"I'm adopted, I'm not really Indian."
During a group meeting at school in Melbourne, Saroo is asked where he is from and responds that he is from Calcutta. When another member asks where exactly, Saroo cannot answer as he does not know, and responds that he's not really Indian. This encounter sets up the question of who Saroo "really" is and where he is from, which is something that he will set to work trying to figure out for the remainder of the film.
"I had another family. A mother. A brother. I can still see their faces"
Saroo says this to Lucy, his girlfriend, when he realizes that he had a whole life in India that he barely remembers.
"What if you do find home and they're not even there? Then you just keep searching?"
Lucy asks Saroo this as a hypothetical question to try and understand what exactly he is trying to figure out about his past.
"Hi, mum. I know you will be sound asleep. I just want to say that I'm safe. Safe and all the questions have been answered. There are no more dead ends. I found my mother, and... she thanks you both for raising me. She understands that you are my family. She's... happy, just knowing I'm alive. I found her, but that doesn't change who you are. I love you mom... so much. And you, Dad. And Mantosh. Saroo!"
This is the message that Saroo leaves on Sue and John's answering machine after he finds his biological mother. He communicates to them that, even though it is extremely important that he has found his biological mother, he thinks of them as his parents, since they raised him, and there is no complication in that arrangement. Here, Saroo articulates his gratitude to his adoptive parents.
"We chose not to have kids. We wanted the two of you. That's what we wanted. We wanted the two of you in our lives.That's what we chose. That's one of the reasons I fell in love with your dad. Because we both felt as if... the world has enough people in it. Have a child, couldn't guarantee it will make anything better. But to take a child that's suffering like you boys were. Give you a chance in the world. That's something."

▶ RECORDS:
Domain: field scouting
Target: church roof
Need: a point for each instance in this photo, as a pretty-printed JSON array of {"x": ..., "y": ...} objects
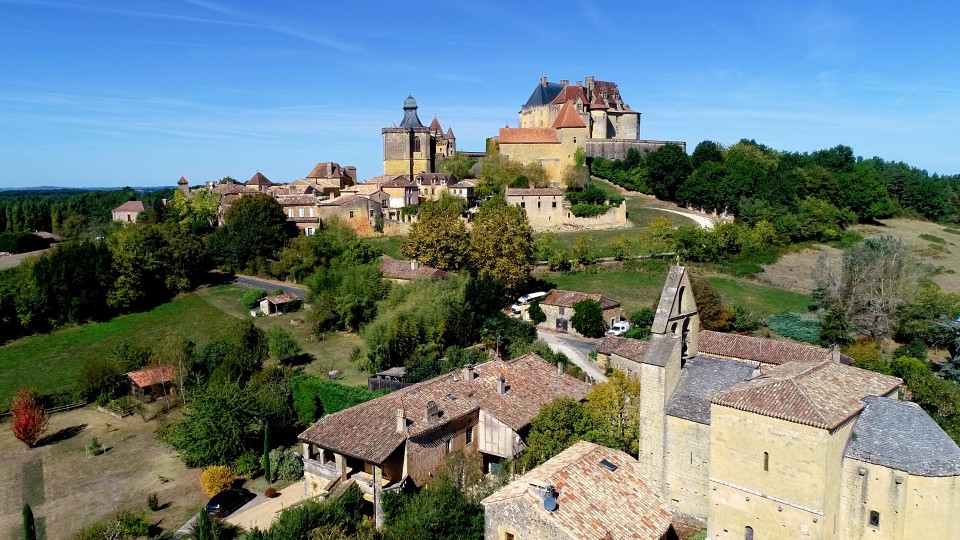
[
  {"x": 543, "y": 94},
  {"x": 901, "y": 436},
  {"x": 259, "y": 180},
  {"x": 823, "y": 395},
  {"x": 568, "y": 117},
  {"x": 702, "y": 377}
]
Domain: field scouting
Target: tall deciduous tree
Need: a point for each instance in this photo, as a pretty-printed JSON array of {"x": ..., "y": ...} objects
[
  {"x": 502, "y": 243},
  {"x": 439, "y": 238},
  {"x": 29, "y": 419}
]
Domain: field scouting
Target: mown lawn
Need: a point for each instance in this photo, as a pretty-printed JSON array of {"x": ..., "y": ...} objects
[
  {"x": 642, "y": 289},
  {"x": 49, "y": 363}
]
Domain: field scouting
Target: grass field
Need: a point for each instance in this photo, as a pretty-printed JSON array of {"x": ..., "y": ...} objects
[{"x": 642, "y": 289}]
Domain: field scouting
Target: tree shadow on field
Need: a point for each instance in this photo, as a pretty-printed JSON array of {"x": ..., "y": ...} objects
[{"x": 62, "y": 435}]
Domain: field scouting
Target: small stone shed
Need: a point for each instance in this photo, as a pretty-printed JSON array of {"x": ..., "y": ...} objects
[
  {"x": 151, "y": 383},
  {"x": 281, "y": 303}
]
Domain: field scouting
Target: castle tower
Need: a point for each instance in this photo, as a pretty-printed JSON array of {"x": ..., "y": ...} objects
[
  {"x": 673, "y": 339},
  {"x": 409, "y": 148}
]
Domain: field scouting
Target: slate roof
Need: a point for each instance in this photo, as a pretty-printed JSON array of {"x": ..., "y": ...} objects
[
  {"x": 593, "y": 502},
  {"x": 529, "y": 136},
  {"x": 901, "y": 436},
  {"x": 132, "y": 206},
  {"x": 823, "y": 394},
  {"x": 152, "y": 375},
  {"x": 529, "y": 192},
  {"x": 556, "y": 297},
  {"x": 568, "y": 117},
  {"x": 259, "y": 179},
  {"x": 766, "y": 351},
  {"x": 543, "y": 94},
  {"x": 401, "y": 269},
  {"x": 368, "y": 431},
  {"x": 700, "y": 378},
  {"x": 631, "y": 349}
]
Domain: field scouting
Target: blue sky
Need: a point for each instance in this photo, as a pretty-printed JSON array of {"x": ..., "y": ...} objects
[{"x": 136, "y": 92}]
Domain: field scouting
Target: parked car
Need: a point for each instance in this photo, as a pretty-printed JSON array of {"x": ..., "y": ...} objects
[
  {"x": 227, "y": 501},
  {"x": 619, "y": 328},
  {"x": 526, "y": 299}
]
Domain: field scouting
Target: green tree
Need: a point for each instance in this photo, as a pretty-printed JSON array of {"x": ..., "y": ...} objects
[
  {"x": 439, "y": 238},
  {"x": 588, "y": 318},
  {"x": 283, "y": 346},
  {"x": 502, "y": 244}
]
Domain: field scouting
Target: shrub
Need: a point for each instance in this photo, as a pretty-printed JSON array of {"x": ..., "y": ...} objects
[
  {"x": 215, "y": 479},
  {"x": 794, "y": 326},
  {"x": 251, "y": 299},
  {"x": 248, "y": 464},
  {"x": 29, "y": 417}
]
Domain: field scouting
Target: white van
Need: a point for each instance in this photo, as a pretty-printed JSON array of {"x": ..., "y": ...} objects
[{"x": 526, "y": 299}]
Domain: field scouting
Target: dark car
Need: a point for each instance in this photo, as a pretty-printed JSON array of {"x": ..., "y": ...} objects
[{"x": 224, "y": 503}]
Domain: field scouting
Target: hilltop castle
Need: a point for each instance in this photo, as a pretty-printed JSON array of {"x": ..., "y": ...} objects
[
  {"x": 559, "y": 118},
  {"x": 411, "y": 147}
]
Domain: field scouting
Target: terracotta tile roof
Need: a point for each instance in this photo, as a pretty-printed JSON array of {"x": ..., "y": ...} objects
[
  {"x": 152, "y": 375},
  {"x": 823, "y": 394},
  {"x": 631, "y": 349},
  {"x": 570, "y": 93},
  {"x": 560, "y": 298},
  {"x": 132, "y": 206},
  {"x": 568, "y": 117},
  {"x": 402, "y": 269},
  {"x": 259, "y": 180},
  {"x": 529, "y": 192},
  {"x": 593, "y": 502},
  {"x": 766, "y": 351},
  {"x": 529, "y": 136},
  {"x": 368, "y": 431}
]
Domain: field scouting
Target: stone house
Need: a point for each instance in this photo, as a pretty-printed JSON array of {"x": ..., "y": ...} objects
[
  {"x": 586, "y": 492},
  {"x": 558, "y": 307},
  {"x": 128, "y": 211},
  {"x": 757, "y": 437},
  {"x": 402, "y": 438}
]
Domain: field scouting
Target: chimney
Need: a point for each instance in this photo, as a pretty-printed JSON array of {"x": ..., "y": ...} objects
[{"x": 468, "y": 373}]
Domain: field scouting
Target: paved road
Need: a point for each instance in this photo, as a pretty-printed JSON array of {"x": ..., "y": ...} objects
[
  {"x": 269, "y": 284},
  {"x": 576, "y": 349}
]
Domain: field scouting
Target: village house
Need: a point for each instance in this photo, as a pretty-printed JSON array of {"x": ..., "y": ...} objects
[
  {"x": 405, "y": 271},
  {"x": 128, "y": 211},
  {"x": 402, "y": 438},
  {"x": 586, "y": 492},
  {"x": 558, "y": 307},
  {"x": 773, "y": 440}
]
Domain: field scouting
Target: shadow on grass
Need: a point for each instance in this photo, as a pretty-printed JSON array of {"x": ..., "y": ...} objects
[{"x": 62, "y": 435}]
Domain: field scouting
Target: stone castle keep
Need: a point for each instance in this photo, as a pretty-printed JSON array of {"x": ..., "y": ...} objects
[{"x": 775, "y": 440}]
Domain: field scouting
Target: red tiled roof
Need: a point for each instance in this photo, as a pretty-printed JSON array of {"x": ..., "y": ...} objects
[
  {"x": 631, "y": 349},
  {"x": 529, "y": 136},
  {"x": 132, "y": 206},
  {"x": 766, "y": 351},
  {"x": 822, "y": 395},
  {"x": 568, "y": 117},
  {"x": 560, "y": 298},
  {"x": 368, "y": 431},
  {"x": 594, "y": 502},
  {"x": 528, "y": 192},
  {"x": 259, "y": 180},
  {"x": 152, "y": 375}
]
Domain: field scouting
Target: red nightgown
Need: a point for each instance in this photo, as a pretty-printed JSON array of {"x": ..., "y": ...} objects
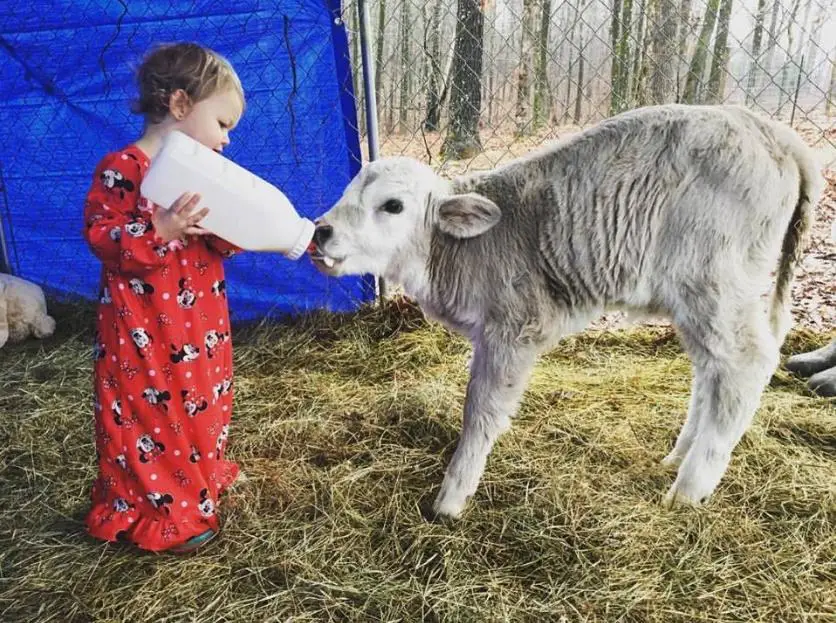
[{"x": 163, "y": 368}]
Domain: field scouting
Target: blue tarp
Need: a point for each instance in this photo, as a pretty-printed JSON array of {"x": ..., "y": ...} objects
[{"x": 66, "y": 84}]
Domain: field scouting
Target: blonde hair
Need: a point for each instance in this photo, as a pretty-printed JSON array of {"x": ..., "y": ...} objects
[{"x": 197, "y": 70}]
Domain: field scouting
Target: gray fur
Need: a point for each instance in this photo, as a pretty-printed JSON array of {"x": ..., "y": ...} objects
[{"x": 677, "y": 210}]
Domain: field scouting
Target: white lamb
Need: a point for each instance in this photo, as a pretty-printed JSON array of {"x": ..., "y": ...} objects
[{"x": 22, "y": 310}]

▶ ASSIGNMENT 1: In the Saroo quotes, why does Saroo say in his answering-machine message that Sue and John are still his parents? Answer in one to three sentences.
▶ ASSIGNMENT 2: Please continue the Saroo quotes from where they stop.

▶ EXERCISE ANSWER 1: Saroo sees Sue and John as his parents because they raised him. Finding his biological mother does not change who they are to him, and she also understands that they are his family.

▶ EXERCISE ANSWER 2:
When Saroo becomes discouraged in his search for his family, he talks to Sue about the fact that it must have been difficult raising two children who were not really her own. She tells him that this is not the case at all, that she and John chose to adopt even though they could have had children.
"Please could you not do anything while I'm away to make mum more unhappy than you already do?"
Saroo says this to his troubled adoptive brother, Mantosh, on the eve of his departure for college. He tells Mantosh not to upset their mother while he is away at college, and rather scornfully suggests that Mantosh only makes their mother unhappy.
"You weren't just adopting us but our past as well. I feel like we're killing you."
Saroo says this to Sue, expressing his guilt at how he and Mantosh have made her life harder. He thinks of them both as burdens, Indian children with troubled pasts that have made Sue miserable.
“I want to run a hotel so that I can put all the profits in my pocket.”
At college in Melbourne, Saroo proves to be rather cocky in one of his classes. He brags that he is going into the hotel business exclusively to make money, and the other students laugh at his playful arrogance.
“Saroo, I really hope she’s there. She needs to see how beautiful you are.”
After Saroo tells Sue his plans to find his birth mother, she says this, a blessing for his journey and an affirmation of who he is.
"You've come a long way, haven't you, little one?"
Sue says this to the young Saroo when they first meet. She notes that he has come from very far, and shows her sensitivity to the intensity of his experience.